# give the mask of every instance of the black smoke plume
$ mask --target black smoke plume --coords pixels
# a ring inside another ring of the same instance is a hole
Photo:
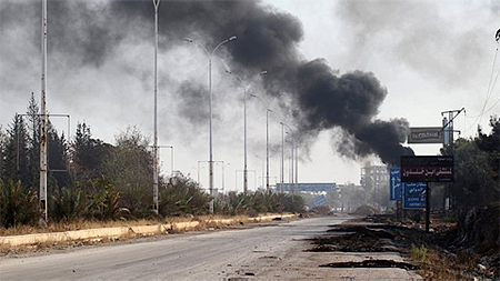
[[[67,53],[70,63],[99,68],[116,52],[120,42],[139,43],[152,39],[152,1],[48,2],[49,52]],[[9,16],[16,10],[29,10],[29,14],[39,17],[40,9],[38,1],[0,3],[2,29],[18,20]],[[351,149],[357,155],[374,153],[383,162],[398,164],[399,155],[412,153],[411,149],[400,144],[408,131],[407,121],[374,120],[387,96],[374,74],[354,71],[339,76],[324,60],[306,61],[297,49],[303,39],[303,30],[292,14],[260,1],[187,0],[161,1],[159,19],[162,52],[186,44],[186,37],[213,47],[230,36],[238,36],[237,41],[224,48],[231,58],[231,69],[243,77],[267,69],[264,88],[271,96],[282,91],[290,96],[298,108],[293,117],[302,140],[310,140],[322,130],[341,128],[346,132],[346,143],[352,143]],[[33,36],[34,43],[39,44],[39,36]],[[178,91],[179,97],[188,98],[179,101],[180,107],[187,107],[202,89],[182,83]],[[189,94],[182,94],[182,91]],[[193,122],[203,119],[203,112],[197,114],[187,119]],[[344,149],[344,145],[338,148],[341,152]]]

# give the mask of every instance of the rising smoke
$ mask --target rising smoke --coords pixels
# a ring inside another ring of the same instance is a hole
[[[3,17],[16,9],[40,9],[38,1],[28,8],[31,4],[1,4],[2,28],[16,21]],[[151,39],[153,12],[152,2],[146,0],[49,1],[49,52],[68,53],[69,63],[99,68],[120,42]],[[346,155],[377,154],[386,163],[398,164],[401,154],[413,153],[400,144],[408,132],[406,120],[376,120],[387,90],[374,74],[354,71],[340,76],[322,59],[306,61],[297,48],[303,39],[302,27],[292,14],[259,1],[161,1],[159,12],[161,52],[186,44],[184,37],[214,46],[237,34],[238,40],[226,48],[231,69],[242,77],[269,71],[263,78],[268,94],[284,91],[298,109],[292,117],[302,145],[323,130],[341,128],[341,143],[350,144],[337,149]],[[33,42],[39,38],[33,37]],[[177,91],[184,119],[202,122],[207,112],[190,108],[202,89],[186,81]]]

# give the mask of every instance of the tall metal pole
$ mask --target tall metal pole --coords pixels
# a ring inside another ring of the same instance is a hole
[[[269,108],[266,110],[266,190],[269,191]]]
[[[248,192],[248,165],[247,165],[247,93],[248,90],[251,86],[251,83],[253,82],[253,80],[258,77],[258,76],[264,76],[268,73],[268,71],[263,70],[260,73],[253,76],[252,79],[250,79],[250,81],[248,83],[244,82],[244,80],[232,73],[229,70],[226,70],[227,73],[229,73],[230,76],[236,77],[241,84],[243,86],[243,193],[247,194]]]
[[[243,194],[248,192],[248,167],[247,167],[247,87],[243,91]]]
[[[281,122],[281,187],[280,192],[283,193],[284,184],[284,123]]]
[[[154,144],[153,144],[153,212],[158,214],[158,8],[160,0],[153,0],[154,6]]]
[[[41,76],[41,136],[40,136],[40,211],[47,212],[47,0],[42,0],[42,76]]]
[[[216,48],[213,48],[213,50],[211,52],[209,52],[209,50],[207,49],[207,47],[204,47],[202,43],[199,43],[198,41],[194,41],[190,38],[186,38],[184,40],[188,42],[194,42],[197,44],[199,44],[201,48],[203,48],[208,60],[209,60],[209,111],[210,111],[210,121],[209,121],[209,190],[210,190],[210,203],[209,203],[209,211],[210,213],[213,213],[213,149],[212,149],[212,57],[216,53],[217,49],[219,49],[219,47],[221,47],[222,44],[232,41],[232,40],[237,40],[238,38],[236,36],[232,36],[223,41],[221,41],[219,44],[216,46]]]
[[[296,143],[296,190],[299,188],[299,144]]]

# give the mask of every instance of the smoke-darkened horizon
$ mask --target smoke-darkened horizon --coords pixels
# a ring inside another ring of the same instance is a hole
[[[7,2],[0,6],[1,29],[14,27],[16,10],[39,17],[38,2]],[[49,1],[49,52],[63,53],[76,68],[99,69],[118,52],[120,43],[133,44],[152,37],[153,6],[150,1]],[[184,37],[214,46],[230,36],[238,40],[224,52],[234,71],[249,73],[266,69],[263,88],[269,97],[284,92],[297,108],[294,134],[309,145],[319,132],[341,128],[353,147],[339,145],[344,155],[377,154],[389,164],[399,155],[412,154],[404,142],[409,124],[404,119],[377,120],[388,92],[374,73],[357,70],[339,74],[323,59],[307,61],[298,51],[302,24],[294,16],[263,6],[260,1],[162,1],[159,10],[160,52],[187,46]],[[32,43],[39,44],[38,32]],[[149,51],[149,50],[148,50]],[[61,63],[64,63],[61,62]],[[177,88],[180,118],[203,122],[207,112],[192,104],[204,88],[186,80]],[[280,103],[281,107],[287,107]],[[291,108],[282,108],[291,111]],[[346,153],[346,149],[351,150]]]

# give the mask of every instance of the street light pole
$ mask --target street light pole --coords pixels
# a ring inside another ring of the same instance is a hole
[[[237,37],[232,36],[223,41],[221,41],[220,43],[218,43],[216,46],[216,48],[213,48],[213,50],[211,52],[209,52],[209,50],[207,49],[207,47],[204,47],[202,43],[194,41],[193,39],[190,38],[186,38],[184,40],[191,43],[197,43],[198,46],[200,46],[209,60],[209,103],[210,103],[210,124],[209,124],[209,133],[210,133],[210,140],[209,140],[209,190],[210,190],[210,204],[209,204],[209,211],[210,213],[213,213],[213,149],[212,149],[212,57],[213,53],[216,53],[217,49],[219,49],[219,47],[221,47],[222,44],[236,40]]]
[[[41,136],[40,136],[40,210],[48,221],[47,210],[47,0],[42,1],[42,76],[41,76]]]
[[[253,97],[253,98],[260,100],[266,107],[266,162],[267,162],[267,168],[266,168],[266,172],[267,172],[267,174],[266,174],[266,189],[269,191],[270,190],[270,187],[269,187],[269,112],[276,113],[270,108],[273,99],[271,101],[269,101],[269,102],[266,102],[264,100],[262,100],[261,98],[259,98],[256,94],[250,93],[250,97]],[[279,97],[279,96],[277,96],[277,97]],[[277,97],[274,97],[274,98],[277,98]],[[280,117],[280,119],[281,119],[281,117]]]
[[[232,73],[229,70],[226,70],[227,73],[230,76],[236,77],[238,80],[240,80],[241,84],[243,86],[243,193],[247,194],[248,192],[248,167],[247,167],[247,91],[249,90],[251,83],[258,76],[264,76],[268,73],[268,71],[263,70],[260,73],[253,76],[252,79],[248,83],[244,82],[244,80]]]
[[[158,214],[158,8],[160,0],[153,0],[154,6],[154,137],[153,137],[153,212]]]

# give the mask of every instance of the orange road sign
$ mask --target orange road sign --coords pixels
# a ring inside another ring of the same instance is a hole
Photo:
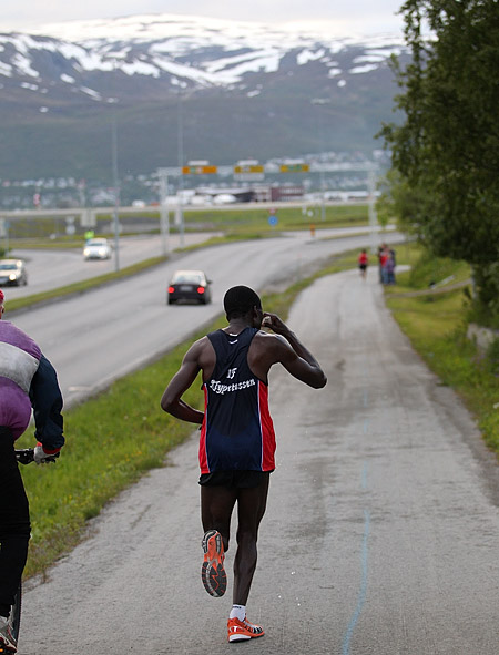
[[[216,172],[216,166],[182,166],[182,175],[211,175]]]

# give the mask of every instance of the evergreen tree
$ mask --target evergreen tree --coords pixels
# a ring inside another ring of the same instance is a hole
[[[403,123],[381,131],[391,195],[400,205],[410,193],[406,223],[436,255],[471,264],[499,315],[498,1],[407,0],[400,12],[413,59],[394,64]]]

# Instructions to follow
Output every line of the records above as a JSON list of strings, one string per line, with blank lines left out. Leave the pictures out of the answer.

# Exercise output
[
  "# give the mask of every instance of the black smoke plume",
  "$ mask --target black smoke plume --coords pixels",
  "# a ring inside another ring of the same instance is a hole",
  "Photo:",
  "[[[67,53],[70,63],[99,68],[116,52],[120,42],[139,43],[152,39],[152,1],[48,2],[49,52]],[[9,16],[16,10],[29,10],[29,14],[39,17],[40,9],[38,1],[0,3],[2,29],[18,20]],[[351,149],[357,155],[374,153],[383,162],[398,164],[399,155],[412,153],[411,149],[400,144],[408,131],[407,121],[374,120],[387,96],[374,74],[354,71],[339,76],[324,60],[306,61],[297,49],[303,39],[303,30],[292,14],[260,1],[187,0],[161,1],[159,19],[162,52],[186,44],[186,37],[213,47],[230,36],[238,36],[237,41],[224,48],[231,58],[231,69],[243,77],[267,69],[264,88],[271,96],[282,91],[290,96],[298,108],[293,117],[302,140],[310,140],[322,130],[341,128],[346,132],[346,143],[352,143]],[[33,36],[34,43],[39,44],[39,36]],[[178,91],[179,97],[188,98],[179,101],[180,107],[187,107],[202,89],[182,83]],[[189,94],[182,94],[182,91]],[[193,122],[203,119],[203,112],[197,114],[187,119]],[[344,149],[344,145],[338,148],[341,152]]]",
  "# give the mask of every instance of the rising smoke",
  "$ mask --target rising smoke --coords pixels",
  "# a ring inside another ring of the same instance is a hole",
  "[[[3,17],[16,9],[40,9],[38,1],[28,8],[31,4],[1,4],[2,28],[16,21]],[[151,39],[153,12],[152,2],[146,0],[49,1],[49,52],[68,53],[69,63],[99,68],[120,42]],[[346,155],[377,154],[386,163],[398,164],[401,154],[413,153],[400,144],[408,132],[406,120],[376,120],[387,90],[374,74],[354,71],[340,76],[322,59],[306,61],[297,48],[303,39],[302,27],[292,14],[259,1],[161,1],[159,12],[161,52],[186,44],[184,37],[214,46],[237,34],[238,40],[226,48],[231,69],[242,77],[269,71],[263,78],[268,94],[284,91],[298,109],[292,117],[302,145],[323,130],[341,128],[341,143],[350,144],[337,149]],[[33,42],[39,38],[33,37]],[[177,91],[184,119],[202,122],[207,112],[190,108],[202,89],[186,81]]]",
  "# give the mask of every instance of the tall metal pole",
  "$ mask --target tall metal pole --coords pixels",
  "# a ring inside another ring of the same instance is a hole",
  "[[[269,108],[266,110],[266,190],[269,191]]]",
  "[[[248,192],[248,165],[247,165],[247,93],[248,90],[251,86],[251,83],[253,82],[253,80],[258,77],[258,76],[264,76],[268,73],[268,71],[263,70],[260,73],[253,76],[252,79],[250,79],[250,81],[248,83],[244,82],[244,80],[232,73],[229,70],[226,70],[227,73],[229,73],[230,76],[236,77],[241,84],[243,86],[243,193],[247,194]]]",
  "[[[243,194],[248,192],[248,167],[247,167],[247,87],[243,91]]]",
  "[[[281,122],[281,187],[280,192],[283,193],[284,184],[284,123]]]",
  "[[[154,144],[153,144],[153,212],[158,214],[158,8],[160,0],[153,0],[154,6]]]",
  "[[[41,76],[41,136],[40,136],[40,211],[47,212],[47,0],[42,0],[42,76]]]",
  "[[[216,48],[213,48],[213,50],[211,52],[209,52],[209,50],[207,49],[207,47],[204,47],[202,43],[199,43],[198,41],[194,41],[190,38],[186,38],[184,40],[188,42],[194,42],[197,44],[199,44],[201,48],[203,48],[208,60],[209,60],[209,111],[210,111],[210,121],[209,121],[209,190],[210,190],[210,203],[209,203],[209,211],[210,213],[213,213],[213,149],[212,149],[212,57],[216,53],[217,49],[219,49],[219,47],[221,47],[222,44],[232,41],[232,40],[237,40],[238,38],[236,36],[232,36],[223,41],[221,41],[219,44],[216,46]]]",
  "[[[296,143],[296,190],[299,188],[299,144]]]",
  "# give the mask of every instance of the smoke-darkened horizon",
  "$ mask --target smoke-darkened horizon --coords pixels",
  "# a ring inside another ring of the same instance is a hole",
  "[[[7,2],[0,6],[1,29],[14,27],[16,10],[39,17],[38,2]],[[49,1],[49,52],[63,53],[76,68],[99,69],[118,52],[120,43],[133,44],[152,37],[153,6],[150,1]],[[184,37],[214,46],[230,36],[238,40],[224,52],[234,71],[249,73],[266,69],[263,88],[269,97],[284,92],[297,108],[294,134],[309,145],[319,132],[341,128],[353,147],[339,145],[344,155],[377,154],[389,164],[399,155],[412,154],[404,142],[409,124],[404,119],[377,120],[388,92],[374,73],[357,70],[339,74],[323,59],[307,61],[298,51],[302,24],[294,16],[263,6],[260,1],[162,1],[159,10],[160,52],[187,46]],[[32,43],[39,44],[38,32]],[[149,51],[149,50],[148,50]],[[61,63],[64,63],[61,62]],[[177,88],[180,118],[203,122],[207,112],[192,104],[204,88],[186,80]],[[280,103],[281,107],[287,107]],[[291,108],[282,108],[291,111]],[[346,153],[346,149],[351,150]]]",
  "# give the mask of every instance of the street light pole",
  "$ mask --target street light pole --coords pixels",
  "# a ring inside another ring of the same instance is a hole",
  "[[[237,37],[232,36],[223,41],[221,41],[220,43],[218,43],[216,46],[216,48],[213,48],[213,50],[211,52],[209,52],[209,50],[207,49],[207,47],[204,47],[202,43],[194,41],[193,39],[190,38],[186,38],[184,40],[191,43],[197,43],[198,46],[200,46],[209,60],[209,103],[210,103],[210,124],[209,124],[209,133],[210,133],[210,140],[209,140],[209,190],[210,190],[210,204],[209,204],[209,211],[210,213],[213,213],[213,149],[212,149],[212,57],[213,53],[216,53],[217,49],[219,49],[219,47],[221,47],[222,44],[236,40]]]",
  "[[[41,136],[40,136],[40,210],[48,221],[47,210],[47,0],[42,1],[42,76],[41,76]]]",
  "[[[253,97],[253,98],[260,100],[266,107],[266,162],[267,162],[267,168],[266,168],[266,172],[267,172],[267,174],[266,174],[266,189],[269,191],[270,190],[270,187],[269,187],[269,112],[276,113],[270,108],[273,99],[271,101],[269,101],[269,102],[266,102],[264,100],[262,100],[261,98],[259,98],[256,94],[250,93],[250,97]],[[279,97],[279,96],[277,96],[277,97]],[[277,97],[274,97],[274,98],[277,98]],[[280,117],[280,119],[281,119],[281,117]]]",
  "[[[232,73],[229,70],[226,70],[227,73],[230,76],[236,77],[238,80],[240,80],[241,84],[243,86],[243,193],[247,194],[248,192],[248,167],[247,167],[247,91],[249,90],[251,83],[258,76],[264,76],[268,73],[268,71],[263,70],[260,73],[253,76],[252,79],[248,83],[244,82],[244,80]]]",
  "[[[158,214],[158,8],[160,0],[153,0],[154,6],[154,137],[153,137],[153,212]]]",
  "# give the mask of every instance of the orange road sign",
  "$ mask --target orange road sign --coords pixels",
  "# a ring inside another ring of the same instance is a hole",
  "Photo:",
  "[[[216,172],[216,166],[182,166],[182,175],[211,175]]]",
  "# give the mask of every instance of the evergreen tree",
  "$ mask --target evergreen tree --coords pixels",
  "# a ring inside another ring of the same instance is a hole",
  "[[[403,123],[381,131],[391,195],[400,205],[410,193],[406,223],[436,255],[471,264],[499,315],[498,1],[407,0],[400,12],[413,59],[394,64]]]"
]